Texte fourni =>
Maurice Allais, mon maître
L’enseignement de Maurice Allais, essentiellement théorique, a permis à ses élèves d’explorer des champs très divers et de lui trouver des applications très concrètes. Ce travail a été essentiellement mené par des ingénieurs et surtout des polytechniciens qui ont su utiliser l’appareil mathématique que ce père spirituel leur a légué.
L’apologue de la mine et de la forêt
Vocation
J’ai assisté en octobre 1959 à mon premier cours d’économie à l’École des mines de Paris, où j’avais été admis à ma sortie de l’X, et ce premier contact avec le professeur Allais, sa présence flamboyante, son éloquence, son talent de persuasion et son intelligence m’ont ébloui au point qu’à l’issue de cette rencontre ma carrière était décidée : je travaillerai comme cet homme-là.
Un des enseignements de Maurice Allais, que tous ses élèves ont retenu, montre quel pouvait être le charme de son verbe. Les habitants d’un village disposaient de deux ressources pour se chauffer : une forêt, dont les arbres s’échelonnaient au flanc d’une montagne voisine, et une mine souterraine de charbon, dont les travaux s’approfondissaient au rythme de l’extraction. Se posait en permanence la question : jusqu’où faut-il monter pour couper le bois, jusqu’où faut-il descendre pour extraire la houille ? La réponse est d’une parfaite rigueur scientifique, au mépris de ceux qui croient que toutes les questions économiques procèdent nécessairement de considérations politiques et sociales.

Objectif de l'exercice =>
Recopiez intégralement le texte sur Maurice Allais, sans y changer un seul mot.

[Données de pointage]
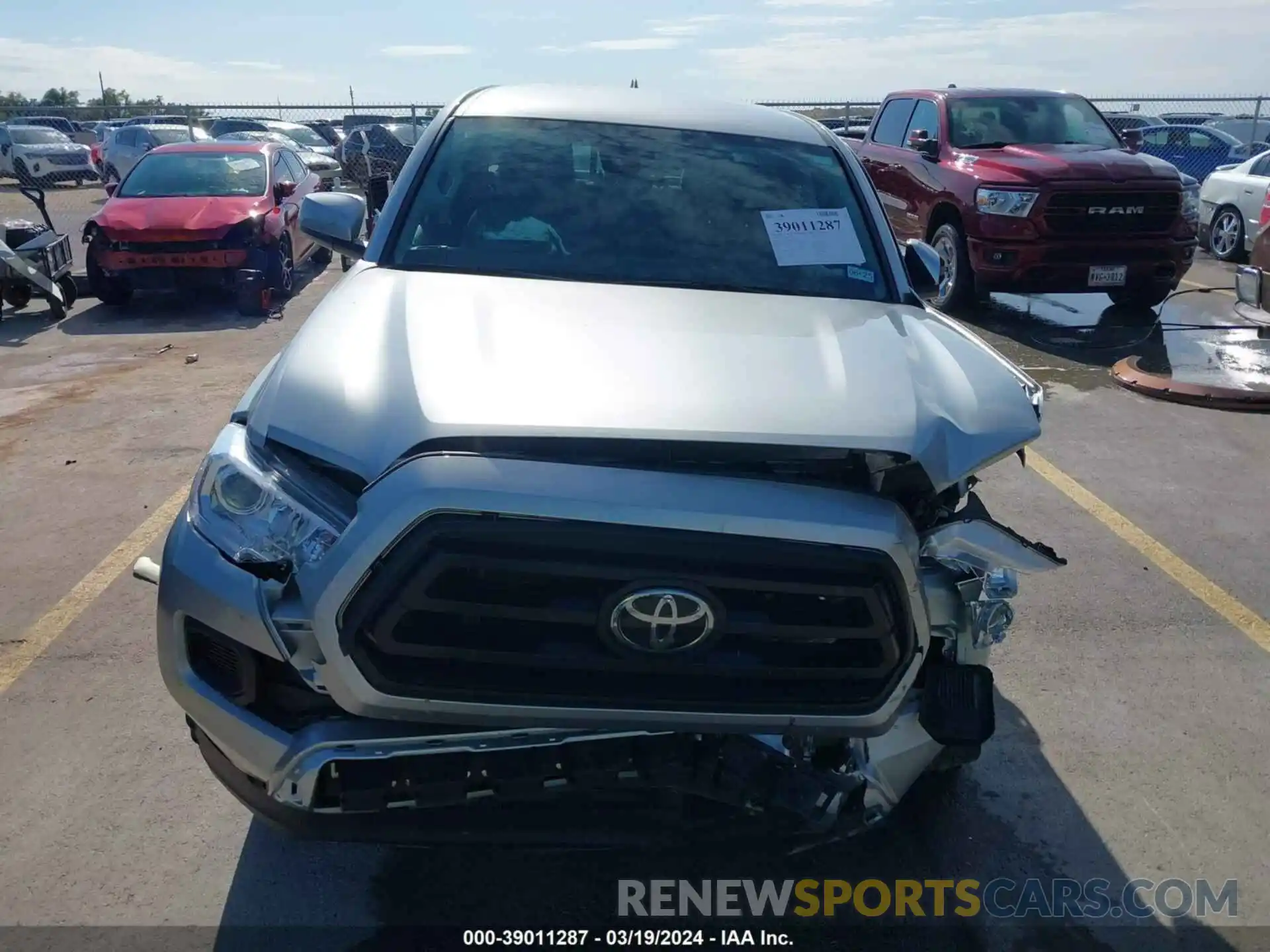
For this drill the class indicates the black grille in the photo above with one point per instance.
(181, 248)
(1123, 212)
(226, 666)
(516, 611)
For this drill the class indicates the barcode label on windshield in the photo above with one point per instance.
(803, 237)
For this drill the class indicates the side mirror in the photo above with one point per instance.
(1248, 286)
(334, 220)
(922, 264)
(921, 143)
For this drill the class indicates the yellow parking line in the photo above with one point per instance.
(1198, 285)
(1205, 589)
(37, 639)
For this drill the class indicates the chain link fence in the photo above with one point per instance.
(374, 141)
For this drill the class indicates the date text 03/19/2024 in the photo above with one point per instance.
(622, 938)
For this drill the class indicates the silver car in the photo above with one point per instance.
(130, 143)
(600, 479)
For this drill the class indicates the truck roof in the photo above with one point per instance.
(973, 93)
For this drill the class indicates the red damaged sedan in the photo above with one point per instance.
(205, 215)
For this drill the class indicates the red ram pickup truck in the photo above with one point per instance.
(1029, 192)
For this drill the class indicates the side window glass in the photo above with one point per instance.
(926, 117)
(893, 121)
(299, 171)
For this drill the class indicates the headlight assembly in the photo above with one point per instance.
(1016, 204)
(249, 512)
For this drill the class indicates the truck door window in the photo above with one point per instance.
(893, 121)
(926, 117)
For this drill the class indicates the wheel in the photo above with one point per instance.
(956, 277)
(107, 290)
(1146, 298)
(281, 270)
(70, 291)
(254, 301)
(17, 296)
(1226, 235)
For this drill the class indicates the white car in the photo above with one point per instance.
(41, 157)
(1230, 207)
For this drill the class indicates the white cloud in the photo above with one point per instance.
(411, 52)
(685, 27)
(810, 20)
(32, 67)
(1083, 51)
(638, 44)
(822, 3)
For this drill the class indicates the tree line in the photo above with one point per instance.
(112, 104)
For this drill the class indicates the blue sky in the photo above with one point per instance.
(392, 51)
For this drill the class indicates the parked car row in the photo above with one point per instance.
(202, 212)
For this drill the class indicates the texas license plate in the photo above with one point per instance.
(1108, 276)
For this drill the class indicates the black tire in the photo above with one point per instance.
(69, 288)
(1226, 238)
(114, 292)
(1141, 299)
(253, 302)
(281, 270)
(956, 277)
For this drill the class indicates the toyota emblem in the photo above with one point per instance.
(662, 621)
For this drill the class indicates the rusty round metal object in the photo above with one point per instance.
(1128, 375)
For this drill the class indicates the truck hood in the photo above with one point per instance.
(194, 218)
(1034, 165)
(393, 360)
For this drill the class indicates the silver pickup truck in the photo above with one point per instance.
(635, 480)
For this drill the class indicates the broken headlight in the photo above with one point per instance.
(247, 509)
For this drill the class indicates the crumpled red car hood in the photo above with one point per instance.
(190, 219)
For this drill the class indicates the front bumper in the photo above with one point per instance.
(284, 772)
(1064, 267)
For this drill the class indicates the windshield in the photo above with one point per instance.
(995, 122)
(302, 135)
(643, 206)
(36, 136)
(168, 136)
(202, 175)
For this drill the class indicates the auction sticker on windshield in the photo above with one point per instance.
(813, 237)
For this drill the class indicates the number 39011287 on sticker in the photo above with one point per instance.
(802, 237)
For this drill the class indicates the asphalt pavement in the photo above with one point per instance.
(1133, 694)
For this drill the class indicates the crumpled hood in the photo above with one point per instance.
(197, 218)
(1039, 164)
(392, 360)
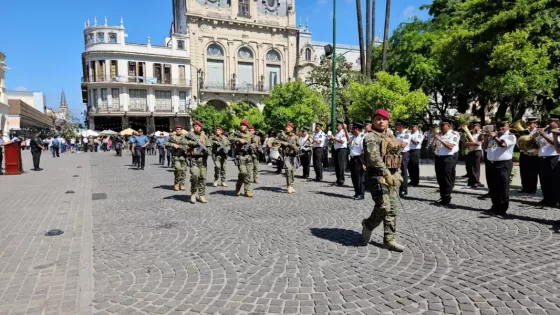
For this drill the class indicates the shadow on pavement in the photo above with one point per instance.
(341, 236)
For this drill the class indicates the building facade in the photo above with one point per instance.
(142, 86)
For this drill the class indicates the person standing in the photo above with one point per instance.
(403, 135)
(340, 155)
(305, 144)
(382, 155)
(548, 164)
(475, 156)
(290, 148)
(177, 146)
(446, 146)
(416, 139)
(244, 146)
(529, 163)
(36, 148)
(139, 148)
(220, 143)
(357, 165)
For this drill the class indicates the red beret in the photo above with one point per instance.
(382, 113)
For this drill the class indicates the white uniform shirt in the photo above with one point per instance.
(418, 137)
(357, 144)
(451, 137)
(321, 137)
(404, 137)
(497, 153)
(545, 148)
(341, 135)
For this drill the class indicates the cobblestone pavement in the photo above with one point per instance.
(154, 253)
(46, 274)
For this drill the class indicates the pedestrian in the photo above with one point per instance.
(446, 146)
(36, 147)
(357, 164)
(382, 158)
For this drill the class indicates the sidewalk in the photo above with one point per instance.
(46, 274)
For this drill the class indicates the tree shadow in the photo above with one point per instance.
(340, 236)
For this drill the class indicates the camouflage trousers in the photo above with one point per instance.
(198, 176)
(289, 164)
(180, 165)
(220, 164)
(245, 176)
(256, 166)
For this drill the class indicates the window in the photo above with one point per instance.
(115, 99)
(138, 100)
(243, 8)
(308, 54)
(163, 101)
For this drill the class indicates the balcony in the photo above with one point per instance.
(138, 80)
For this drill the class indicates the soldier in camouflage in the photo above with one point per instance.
(176, 143)
(383, 160)
(220, 145)
(244, 146)
(289, 144)
(199, 161)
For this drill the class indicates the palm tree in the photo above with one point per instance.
(386, 36)
(361, 36)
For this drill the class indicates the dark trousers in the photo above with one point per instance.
(548, 170)
(498, 183)
(340, 157)
(318, 163)
(404, 171)
(445, 174)
(529, 171)
(305, 158)
(140, 157)
(36, 158)
(414, 167)
(357, 175)
(473, 167)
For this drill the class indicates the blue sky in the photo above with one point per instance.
(43, 40)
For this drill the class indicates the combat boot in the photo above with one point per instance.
(393, 246)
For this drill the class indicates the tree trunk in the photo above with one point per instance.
(368, 40)
(361, 36)
(386, 36)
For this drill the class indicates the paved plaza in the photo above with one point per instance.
(132, 245)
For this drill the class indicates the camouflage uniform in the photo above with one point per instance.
(382, 157)
(290, 154)
(244, 160)
(179, 160)
(220, 158)
(199, 163)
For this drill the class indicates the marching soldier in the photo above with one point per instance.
(288, 141)
(548, 164)
(356, 160)
(177, 145)
(446, 147)
(499, 147)
(403, 135)
(220, 145)
(382, 158)
(255, 155)
(244, 145)
(529, 164)
(196, 141)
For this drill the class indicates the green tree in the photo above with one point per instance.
(294, 102)
(389, 92)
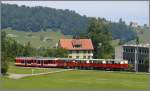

Exercice réalisé =>
Maurice Allais, mon maître
L’enseignement de Maurice Allais, essentiellement théorique, a permis à ses élèves d’explorer des champs très divers et de lui trouver des applications très concrètes. Ce travail a été essentiellement mené par des ingénieurs et surtout des polytechniciens qui ont su utiliser l’appareil mathématique que ce père spirituel leur a légué.
L’apologue de la mine et de la forêt
Vocation
J’ai assisté en octobre 1959 à mon premier cours d’économie à l’École des mines de Paris, où j’avais été admis à ma sortie de l’X, et ce premier contact avec le professeur Allais, sa présence flamboyante, son éloquence, son talent de persuasion et son intelligence m’ont ébloui au point qu’à l’issue de cette rencontre ma carrière était décidée : je travaillerai comme cet homme-là.
Un des enseignements de Maurice Allais, que tous ses élèves ont retenu, montre quel pouvait être le charme de son verbe. Les habitants d’un village disposaient de deux ressources pour se chauffer : une forêt, dont les arbres s’échelonnaient au flanc d’une montagne voisine, et une mine souterraine de charbon, dont les travaux s’approfondissaient au rythme de l’extraction. Se posait en permanence la question : jusqu’où faut-il monter pour couper le bois, jusqu’où faut-il descendre pour extraire la houille ? La réponse est d’une parfaite rigueur scientifique, au mépris de ceux qui croient que toutes les questions économiques procèdent nécessairement de considérations politiques et sociales.